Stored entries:
= = =

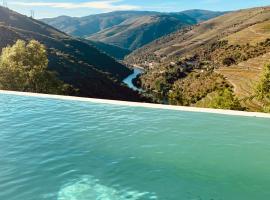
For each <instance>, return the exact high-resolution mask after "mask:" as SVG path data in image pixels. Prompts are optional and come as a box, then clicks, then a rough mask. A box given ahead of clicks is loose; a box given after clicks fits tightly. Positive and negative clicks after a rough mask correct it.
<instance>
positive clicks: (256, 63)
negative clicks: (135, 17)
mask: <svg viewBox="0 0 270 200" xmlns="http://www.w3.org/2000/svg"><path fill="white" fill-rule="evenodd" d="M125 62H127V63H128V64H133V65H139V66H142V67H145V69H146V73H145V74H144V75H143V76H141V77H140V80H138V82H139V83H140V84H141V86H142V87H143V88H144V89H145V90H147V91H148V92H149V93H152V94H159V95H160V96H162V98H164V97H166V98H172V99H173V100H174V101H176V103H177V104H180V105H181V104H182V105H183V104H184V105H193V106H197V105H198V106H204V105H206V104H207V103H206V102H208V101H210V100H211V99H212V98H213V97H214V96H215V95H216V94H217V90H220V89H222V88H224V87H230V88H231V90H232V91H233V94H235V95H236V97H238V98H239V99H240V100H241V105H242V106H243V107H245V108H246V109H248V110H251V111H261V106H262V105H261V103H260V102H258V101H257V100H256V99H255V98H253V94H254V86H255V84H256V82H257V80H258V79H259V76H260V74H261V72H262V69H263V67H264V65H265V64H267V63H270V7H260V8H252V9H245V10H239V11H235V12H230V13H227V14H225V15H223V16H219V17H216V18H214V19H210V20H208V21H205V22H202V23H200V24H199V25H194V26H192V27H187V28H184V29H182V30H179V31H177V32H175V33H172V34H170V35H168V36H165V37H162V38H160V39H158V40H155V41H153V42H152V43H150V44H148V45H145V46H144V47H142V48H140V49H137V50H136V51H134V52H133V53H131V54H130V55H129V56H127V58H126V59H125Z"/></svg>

= = =

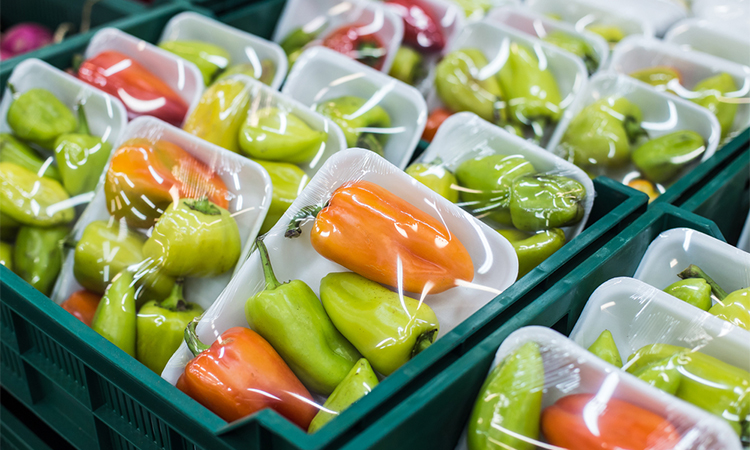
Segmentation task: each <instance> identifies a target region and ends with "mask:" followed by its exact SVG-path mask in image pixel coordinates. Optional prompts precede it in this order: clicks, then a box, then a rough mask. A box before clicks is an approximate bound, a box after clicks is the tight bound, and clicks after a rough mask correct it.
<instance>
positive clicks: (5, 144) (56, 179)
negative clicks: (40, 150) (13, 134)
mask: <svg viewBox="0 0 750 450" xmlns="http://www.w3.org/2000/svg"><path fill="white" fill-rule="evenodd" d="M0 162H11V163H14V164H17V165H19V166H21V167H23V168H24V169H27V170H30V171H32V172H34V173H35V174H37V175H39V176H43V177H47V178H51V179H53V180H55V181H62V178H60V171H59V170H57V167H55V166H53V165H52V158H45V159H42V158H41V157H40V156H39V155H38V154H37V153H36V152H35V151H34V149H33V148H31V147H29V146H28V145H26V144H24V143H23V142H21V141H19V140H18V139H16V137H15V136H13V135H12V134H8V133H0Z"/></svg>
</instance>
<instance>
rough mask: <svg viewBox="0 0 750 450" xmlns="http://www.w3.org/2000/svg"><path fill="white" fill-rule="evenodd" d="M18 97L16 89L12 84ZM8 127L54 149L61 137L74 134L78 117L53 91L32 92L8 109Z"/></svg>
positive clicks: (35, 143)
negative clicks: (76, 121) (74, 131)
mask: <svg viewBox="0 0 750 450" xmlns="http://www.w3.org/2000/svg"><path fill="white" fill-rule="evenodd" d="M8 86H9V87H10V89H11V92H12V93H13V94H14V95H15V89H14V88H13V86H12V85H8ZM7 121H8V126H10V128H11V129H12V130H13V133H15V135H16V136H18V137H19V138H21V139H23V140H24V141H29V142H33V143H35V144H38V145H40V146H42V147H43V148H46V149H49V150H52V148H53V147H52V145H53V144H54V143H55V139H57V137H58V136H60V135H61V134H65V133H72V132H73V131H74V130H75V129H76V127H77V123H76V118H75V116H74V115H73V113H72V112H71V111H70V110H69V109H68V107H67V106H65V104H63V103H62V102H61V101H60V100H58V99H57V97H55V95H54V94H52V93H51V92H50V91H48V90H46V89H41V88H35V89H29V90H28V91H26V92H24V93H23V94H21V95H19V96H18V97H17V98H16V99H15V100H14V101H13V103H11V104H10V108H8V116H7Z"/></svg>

= = =

- Task directions
The stretch of entries above that starts with the line containing "For each <instance>, return" and goes on through the line containing "positive clicks: (256, 63)" is to be transcribed exactly, and no other line is to be transcribed.

- Answer for the task
For each <instance>, return the exact high-resolution mask after "mask:" as SVG path data in image pixels. Prompts are optional and come as a box, then clicks, then a rough mask. A box given ahead of clicks is loose; a box given after clicks fits tightly. Positive and negative clicks after a rough mask correct it.
<instance>
positive clicks: (256, 63)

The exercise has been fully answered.